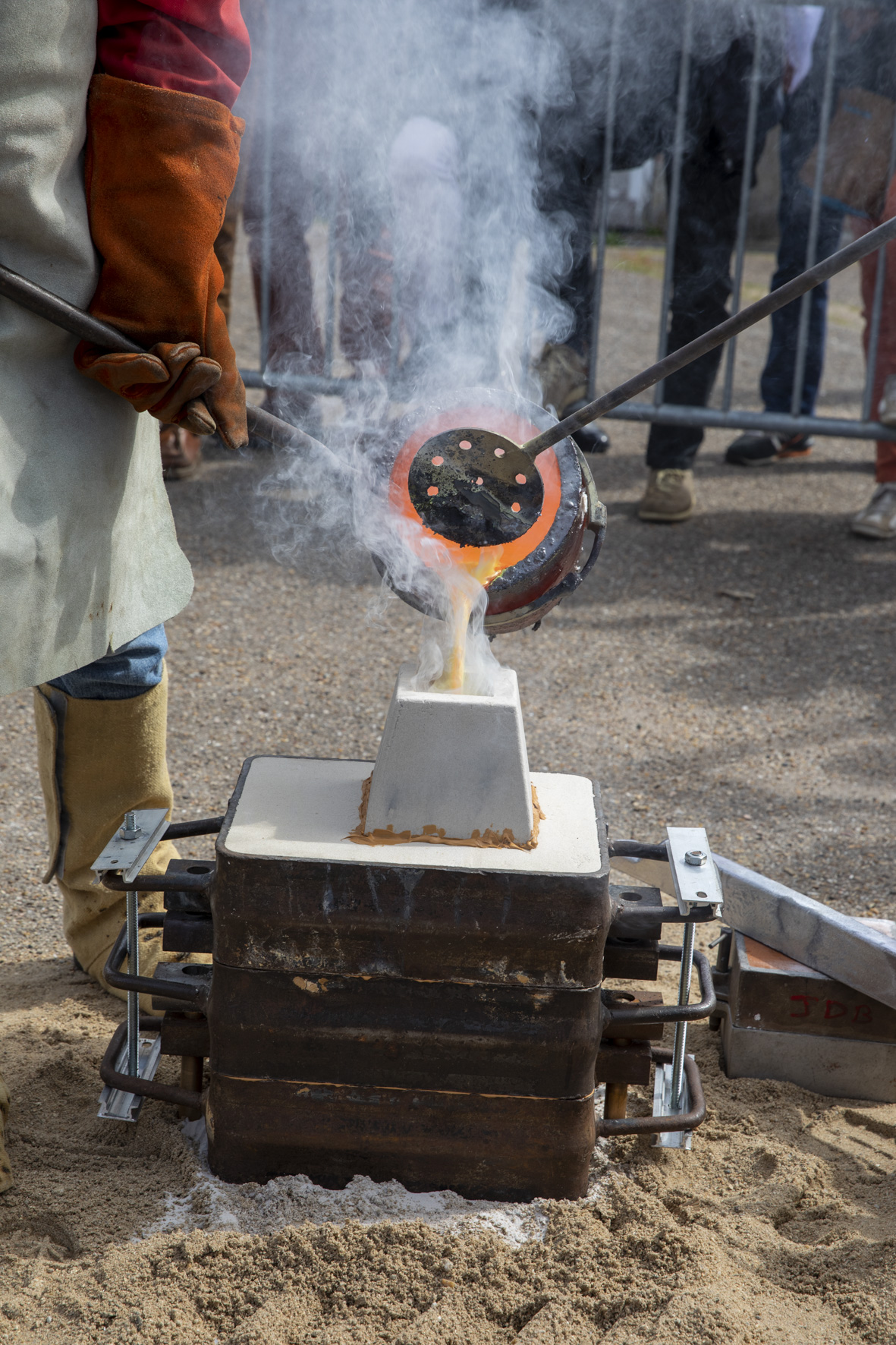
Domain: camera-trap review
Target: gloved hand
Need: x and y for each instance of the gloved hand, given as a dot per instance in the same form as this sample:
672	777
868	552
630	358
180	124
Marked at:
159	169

● ● ● ● ●

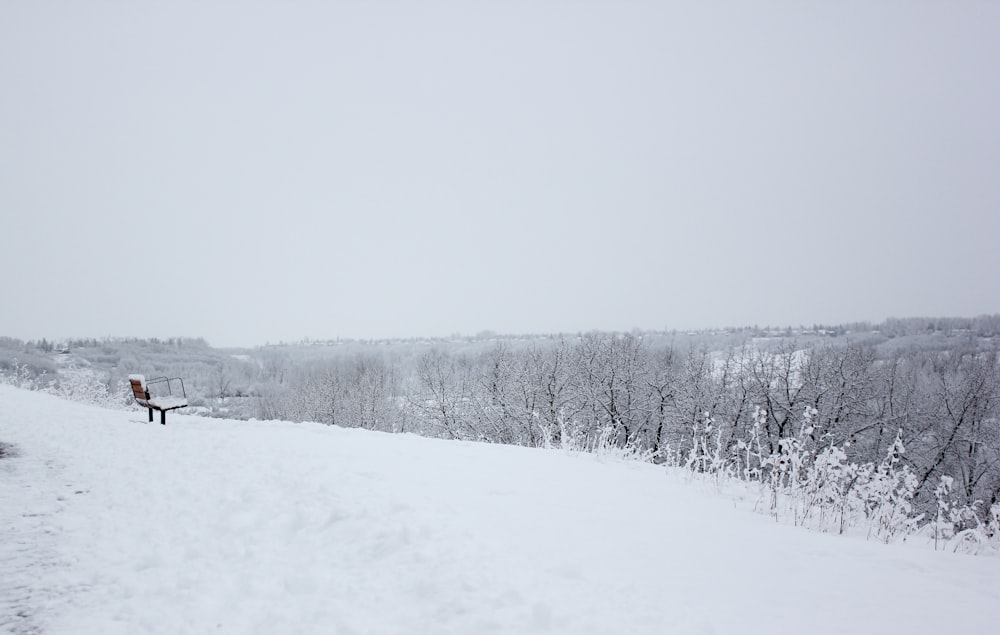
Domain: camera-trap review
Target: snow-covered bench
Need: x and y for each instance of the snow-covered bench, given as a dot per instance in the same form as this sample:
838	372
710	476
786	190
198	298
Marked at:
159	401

● ● ● ● ●

▶ [What is needed]:
Count the lines in the listing above that contain the word "each". Reply with the number alone.

▶ [Task result]:
2